TASK DETAILS:
Swap "Show me exactly where it is" for "Point out its location" wherever it occurs in the rows below, and give all the rows again with nothing else changed.

DATA TO PROCESS:

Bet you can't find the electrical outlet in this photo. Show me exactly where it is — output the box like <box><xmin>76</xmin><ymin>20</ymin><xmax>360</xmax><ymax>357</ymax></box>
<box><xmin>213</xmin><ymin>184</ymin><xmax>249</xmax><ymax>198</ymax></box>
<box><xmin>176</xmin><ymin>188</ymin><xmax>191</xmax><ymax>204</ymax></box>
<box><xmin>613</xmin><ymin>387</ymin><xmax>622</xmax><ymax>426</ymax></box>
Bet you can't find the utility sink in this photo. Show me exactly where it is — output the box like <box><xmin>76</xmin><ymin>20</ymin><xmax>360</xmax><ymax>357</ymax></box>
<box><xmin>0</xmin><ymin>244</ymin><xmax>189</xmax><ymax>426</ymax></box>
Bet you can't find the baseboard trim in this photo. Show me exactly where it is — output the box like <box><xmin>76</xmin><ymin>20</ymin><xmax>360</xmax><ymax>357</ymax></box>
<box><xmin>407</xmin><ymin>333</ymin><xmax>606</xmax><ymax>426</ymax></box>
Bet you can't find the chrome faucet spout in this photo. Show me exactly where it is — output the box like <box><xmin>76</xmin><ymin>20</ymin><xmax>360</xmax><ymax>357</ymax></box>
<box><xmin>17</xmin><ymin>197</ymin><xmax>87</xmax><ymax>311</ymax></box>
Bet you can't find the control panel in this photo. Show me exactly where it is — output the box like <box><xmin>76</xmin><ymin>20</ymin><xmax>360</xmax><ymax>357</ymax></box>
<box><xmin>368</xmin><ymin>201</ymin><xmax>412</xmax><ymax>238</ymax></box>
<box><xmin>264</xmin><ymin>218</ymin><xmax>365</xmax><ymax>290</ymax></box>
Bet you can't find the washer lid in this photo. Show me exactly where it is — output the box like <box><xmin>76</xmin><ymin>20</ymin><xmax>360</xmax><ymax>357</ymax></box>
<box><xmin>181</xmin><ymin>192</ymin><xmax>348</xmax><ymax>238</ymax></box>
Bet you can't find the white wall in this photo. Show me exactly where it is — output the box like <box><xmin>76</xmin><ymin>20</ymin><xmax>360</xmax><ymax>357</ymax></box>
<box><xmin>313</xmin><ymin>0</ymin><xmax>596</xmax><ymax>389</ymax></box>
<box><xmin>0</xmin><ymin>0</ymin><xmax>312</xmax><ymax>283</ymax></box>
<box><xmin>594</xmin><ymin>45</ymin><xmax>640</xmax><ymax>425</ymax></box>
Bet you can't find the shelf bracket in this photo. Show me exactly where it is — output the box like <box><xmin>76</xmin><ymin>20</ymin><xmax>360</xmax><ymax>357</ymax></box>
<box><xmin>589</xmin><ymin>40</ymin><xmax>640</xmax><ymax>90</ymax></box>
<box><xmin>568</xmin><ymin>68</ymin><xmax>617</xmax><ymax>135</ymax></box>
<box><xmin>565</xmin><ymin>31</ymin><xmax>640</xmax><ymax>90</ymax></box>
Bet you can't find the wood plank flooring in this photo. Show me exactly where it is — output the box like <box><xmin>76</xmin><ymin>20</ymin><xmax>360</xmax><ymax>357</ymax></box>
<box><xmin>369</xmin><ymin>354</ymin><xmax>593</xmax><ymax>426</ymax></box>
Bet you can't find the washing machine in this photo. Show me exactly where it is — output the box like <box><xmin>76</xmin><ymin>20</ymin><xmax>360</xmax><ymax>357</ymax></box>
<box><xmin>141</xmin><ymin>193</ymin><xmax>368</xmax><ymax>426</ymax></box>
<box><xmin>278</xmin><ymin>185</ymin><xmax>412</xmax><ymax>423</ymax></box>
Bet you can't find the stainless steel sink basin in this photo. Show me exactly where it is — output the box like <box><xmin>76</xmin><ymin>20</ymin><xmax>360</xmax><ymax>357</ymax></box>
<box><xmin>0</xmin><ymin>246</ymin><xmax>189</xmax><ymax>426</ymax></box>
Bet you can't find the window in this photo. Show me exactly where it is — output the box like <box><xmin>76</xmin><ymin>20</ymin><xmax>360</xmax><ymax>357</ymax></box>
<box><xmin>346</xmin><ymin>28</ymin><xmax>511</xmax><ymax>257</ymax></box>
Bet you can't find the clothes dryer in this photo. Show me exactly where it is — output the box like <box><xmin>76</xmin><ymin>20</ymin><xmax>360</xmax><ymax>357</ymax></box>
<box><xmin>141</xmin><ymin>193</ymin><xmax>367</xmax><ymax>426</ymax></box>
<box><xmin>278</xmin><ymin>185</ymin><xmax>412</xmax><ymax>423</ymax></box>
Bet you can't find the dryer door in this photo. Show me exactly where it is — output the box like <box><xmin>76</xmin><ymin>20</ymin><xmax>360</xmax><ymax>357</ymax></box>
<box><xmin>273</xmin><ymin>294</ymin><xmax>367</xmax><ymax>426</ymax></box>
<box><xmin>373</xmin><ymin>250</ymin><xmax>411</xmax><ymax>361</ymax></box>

SOLVED PROBLEM:
Bet you can't find the electrical outlet in this photo. Point out its location — output the box like <box><xmin>76</xmin><ymin>20</ymin><xmax>360</xmax><ymax>357</ymax></box>
<box><xmin>213</xmin><ymin>184</ymin><xmax>249</xmax><ymax>198</ymax></box>
<box><xmin>176</xmin><ymin>188</ymin><xmax>191</xmax><ymax>204</ymax></box>
<box><xmin>613</xmin><ymin>387</ymin><xmax>622</xmax><ymax>426</ymax></box>
Bet you can't find the utility sink in this photo. Point out its location — output the box like <box><xmin>76</xmin><ymin>20</ymin><xmax>360</xmax><ymax>357</ymax></box>
<box><xmin>0</xmin><ymin>244</ymin><xmax>189</xmax><ymax>426</ymax></box>
Bet you can't find the baseboard trim in this photo. Point out its location — output the box like <box><xmin>76</xmin><ymin>20</ymin><xmax>360</xmax><ymax>357</ymax></box>
<box><xmin>407</xmin><ymin>333</ymin><xmax>606</xmax><ymax>426</ymax></box>
Bet you can't find the chrome faucet spout in this photo. Point out its location — output the box like <box><xmin>76</xmin><ymin>20</ymin><xmax>360</xmax><ymax>357</ymax></box>
<box><xmin>17</xmin><ymin>197</ymin><xmax>87</xmax><ymax>311</ymax></box>
Bet you can't find the control panel in this photo. Point out its location — output the box like <box><xmin>76</xmin><ymin>20</ymin><xmax>360</xmax><ymax>357</ymax></box>
<box><xmin>368</xmin><ymin>201</ymin><xmax>412</xmax><ymax>238</ymax></box>
<box><xmin>264</xmin><ymin>218</ymin><xmax>365</xmax><ymax>290</ymax></box>
Bet you can't find the washer lid in this photo. Point out its location — output the box like <box><xmin>76</xmin><ymin>20</ymin><xmax>360</xmax><ymax>357</ymax></box>
<box><xmin>181</xmin><ymin>192</ymin><xmax>348</xmax><ymax>238</ymax></box>
Bet you can't find the white wall in this photo. Point out its location — output the box like <box><xmin>76</xmin><ymin>20</ymin><xmax>360</xmax><ymax>357</ymax></box>
<box><xmin>313</xmin><ymin>0</ymin><xmax>596</xmax><ymax>389</ymax></box>
<box><xmin>0</xmin><ymin>0</ymin><xmax>312</xmax><ymax>283</ymax></box>
<box><xmin>594</xmin><ymin>45</ymin><xmax>640</xmax><ymax>425</ymax></box>
Bet you can't find the shelf bracket in this photo. Point out its location — output the box like <box><xmin>76</xmin><ymin>20</ymin><xmax>360</xmax><ymax>357</ymax></box>
<box><xmin>589</xmin><ymin>40</ymin><xmax>640</xmax><ymax>90</ymax></box>
<box><xmin>568</xmin><ymin>68</ymin><xmax>617</xmax><ymax>135</ymax></box>
<box><xmin>565</xmin><ymin>31</ymin><xmax>640</xmax><ymax>90</ymax></box>
Bet you can't find the wood plank flooring in this photo. Point out its location — output the box like <box><xmin>76</xmin><ymin>20</ymin><xmax>360</xmax><ymax>357</ymax></box>
<box><xmin>369</xmin><ymin>354</ymin><xmax>593</xmax><ymax>426</ymax></box>
Bet you can't find the washing machine in this photo. Point out its location — output the box like <box><xmin>76</xmin><ymin>20</ymin><xmax>360</xmax><ymax>357</ymax></box>
<box><xmin>141</xmin><ymin>193</ymin><xmax>368</xmax><ymax>426</ymax></box>
<box><xmin>278</xmin><ymin>185</ymin><xmax>412</xmax><ymax>423</ymax></box>
Bet you can't find the stainless steel sink basin in this photo. Point out its location — output the box like <box><xmin>76</xmin><ymin>20</ymin><xmax>360</xmax><ymax>357</ymax></box>
<box><xmin>0</xmin><ymin>246</ymin><xmax>189</xmax><ymax>426</ymax></box>
Bet you can't find the window in this photo. Point out its location — output the box like <box><xmin>76</xmin><ymin>20</ymin><xmax>360</xmax><ymax>357</ymax></box>
<box><xmin>346</xmin><ymin>28</ymin><xmax>511</xmax><ymax>257</ymax></box>
Bet you can't find the clothes dryer in this photo. Point out its location — output the box like <box><xmin>76</xmin><ymin>20</ymin><xmax>360</xmax><ymax>357</ymax></box>
<box><xmin>141</xmin><ymin>193</ymin><xmax>367</xmax><ymax>426</ymax></box>
<box><xmin>278</xmin><ymin>185</ymin><xmax>412</xmax><ymax>423</ymax></box>
Bet you can't find the dryer door in this photo. Point out its location — output the box like <box><xmin>76</xmin><ymin>20</ymin><xmax>360</xmax><ymax>357</ymax></box>
<box><xmin>273</xmin><ymin>294</ymin><xmax>367</xmax><ymax>426</ymax></box>
<box><xmin>373</xmin><ymin>250</ymin><xmax>411</xmax><ymax>361</ymax></box>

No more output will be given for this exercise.